## Written task
Starting with the line containing "of the gray" and going on through the end of the data, render only that data as a two-column CSV with the headers text and answer. Give each text and its answer one row, put each value in a single quoted field, and replace line breaks with spaces.

## Dataset records
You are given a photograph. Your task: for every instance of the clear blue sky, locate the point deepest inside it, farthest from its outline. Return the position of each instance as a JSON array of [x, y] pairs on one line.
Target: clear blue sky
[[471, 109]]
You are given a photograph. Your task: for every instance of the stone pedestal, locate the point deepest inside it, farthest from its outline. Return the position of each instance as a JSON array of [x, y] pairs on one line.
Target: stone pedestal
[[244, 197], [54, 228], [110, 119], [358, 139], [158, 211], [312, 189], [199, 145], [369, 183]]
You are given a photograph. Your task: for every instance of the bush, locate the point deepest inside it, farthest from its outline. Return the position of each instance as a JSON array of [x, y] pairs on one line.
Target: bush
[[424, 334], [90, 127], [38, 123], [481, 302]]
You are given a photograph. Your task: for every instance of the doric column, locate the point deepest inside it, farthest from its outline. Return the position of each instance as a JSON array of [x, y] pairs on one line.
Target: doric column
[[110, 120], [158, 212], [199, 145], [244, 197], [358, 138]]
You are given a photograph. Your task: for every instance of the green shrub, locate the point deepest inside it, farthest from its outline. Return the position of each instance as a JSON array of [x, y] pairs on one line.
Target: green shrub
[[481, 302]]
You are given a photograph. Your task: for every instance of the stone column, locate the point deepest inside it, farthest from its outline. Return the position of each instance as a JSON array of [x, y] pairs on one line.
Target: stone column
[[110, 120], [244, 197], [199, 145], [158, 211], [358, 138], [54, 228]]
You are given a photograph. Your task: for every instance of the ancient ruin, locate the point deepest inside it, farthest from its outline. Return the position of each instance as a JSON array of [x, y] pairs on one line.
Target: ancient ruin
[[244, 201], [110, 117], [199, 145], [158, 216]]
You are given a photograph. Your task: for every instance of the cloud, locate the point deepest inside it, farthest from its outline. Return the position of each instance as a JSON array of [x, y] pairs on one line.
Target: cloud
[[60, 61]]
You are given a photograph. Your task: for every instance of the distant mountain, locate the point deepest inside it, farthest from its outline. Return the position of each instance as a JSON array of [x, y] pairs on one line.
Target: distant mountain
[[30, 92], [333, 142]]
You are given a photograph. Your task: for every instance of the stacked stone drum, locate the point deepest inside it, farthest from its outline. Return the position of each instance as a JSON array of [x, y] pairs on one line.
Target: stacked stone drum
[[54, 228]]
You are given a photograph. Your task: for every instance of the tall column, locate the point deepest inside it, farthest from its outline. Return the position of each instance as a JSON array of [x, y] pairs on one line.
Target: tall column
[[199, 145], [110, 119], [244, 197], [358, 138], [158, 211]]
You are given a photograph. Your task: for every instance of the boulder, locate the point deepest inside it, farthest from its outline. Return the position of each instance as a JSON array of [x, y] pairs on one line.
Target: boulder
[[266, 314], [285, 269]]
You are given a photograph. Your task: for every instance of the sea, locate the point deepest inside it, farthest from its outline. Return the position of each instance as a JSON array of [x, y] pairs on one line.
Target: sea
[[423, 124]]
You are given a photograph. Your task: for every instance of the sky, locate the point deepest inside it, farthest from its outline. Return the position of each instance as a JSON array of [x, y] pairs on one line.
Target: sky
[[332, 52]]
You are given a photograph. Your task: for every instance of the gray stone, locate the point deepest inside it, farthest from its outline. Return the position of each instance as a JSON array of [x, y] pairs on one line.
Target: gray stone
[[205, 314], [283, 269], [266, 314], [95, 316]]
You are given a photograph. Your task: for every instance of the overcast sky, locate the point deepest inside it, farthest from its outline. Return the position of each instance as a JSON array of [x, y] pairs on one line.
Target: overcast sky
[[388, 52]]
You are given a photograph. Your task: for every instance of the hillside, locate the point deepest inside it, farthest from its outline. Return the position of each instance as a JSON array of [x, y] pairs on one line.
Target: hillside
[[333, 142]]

## Response to the exercise
text,answer
"You are given a photograph. Your task: for every instance of the gray stone, locate the point deepest inside it, farthest from its outline. Return the position of each instance as a JSON array of [x, y] pairs on one line. Target: gray stone","[[205, 314], [283, 269], [266, 314], [95, 316]]"
"You are given a photograph. Your task: for every instance of the overcast sky, locate the point deepest inside it, farthest from its outline. Return the position of each instance as a JSON array of [x, y] pairs on one line. Target: overcast sky","[[388, 52]]"
"You are given a photograph. Your task: for every instance of the hillside, locate the point deepest inside it, farthest from its outline. Return the position of each instance as a JSON array of [x, y] pairs on one line. Target: hillside","[[333, 142]]"